**PROBLEM REQUIREMENTS**
Read through the material below and find each line that has the word "turbine"; copy it.

**RECORDS TO USE**
※
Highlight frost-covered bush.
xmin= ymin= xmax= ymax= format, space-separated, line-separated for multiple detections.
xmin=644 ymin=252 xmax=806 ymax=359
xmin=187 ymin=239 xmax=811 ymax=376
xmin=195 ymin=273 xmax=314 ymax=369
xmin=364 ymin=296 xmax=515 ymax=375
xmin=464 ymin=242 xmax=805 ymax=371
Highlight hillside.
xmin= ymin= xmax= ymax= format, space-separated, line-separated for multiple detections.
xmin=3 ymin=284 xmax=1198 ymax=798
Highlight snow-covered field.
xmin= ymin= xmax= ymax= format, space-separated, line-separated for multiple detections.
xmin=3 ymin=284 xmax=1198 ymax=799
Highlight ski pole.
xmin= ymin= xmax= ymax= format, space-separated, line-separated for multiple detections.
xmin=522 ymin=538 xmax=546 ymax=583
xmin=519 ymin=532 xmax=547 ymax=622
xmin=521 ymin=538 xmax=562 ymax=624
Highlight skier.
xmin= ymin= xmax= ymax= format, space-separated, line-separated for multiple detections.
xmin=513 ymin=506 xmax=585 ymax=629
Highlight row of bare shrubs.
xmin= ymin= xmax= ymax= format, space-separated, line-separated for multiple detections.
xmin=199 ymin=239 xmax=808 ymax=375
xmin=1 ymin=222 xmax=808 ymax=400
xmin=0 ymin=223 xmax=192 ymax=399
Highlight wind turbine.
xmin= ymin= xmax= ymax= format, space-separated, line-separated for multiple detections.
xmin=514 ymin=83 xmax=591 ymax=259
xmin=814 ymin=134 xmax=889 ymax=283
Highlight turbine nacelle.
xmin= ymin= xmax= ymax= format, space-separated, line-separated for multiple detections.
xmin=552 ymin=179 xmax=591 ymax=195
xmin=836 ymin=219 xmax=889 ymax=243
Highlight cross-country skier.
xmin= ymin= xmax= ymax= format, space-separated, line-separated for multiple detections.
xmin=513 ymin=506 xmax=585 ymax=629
※
**SOLUTION TO THIS EXERCISE**
Highlight wind turbine.
Highlight turbine nacelle.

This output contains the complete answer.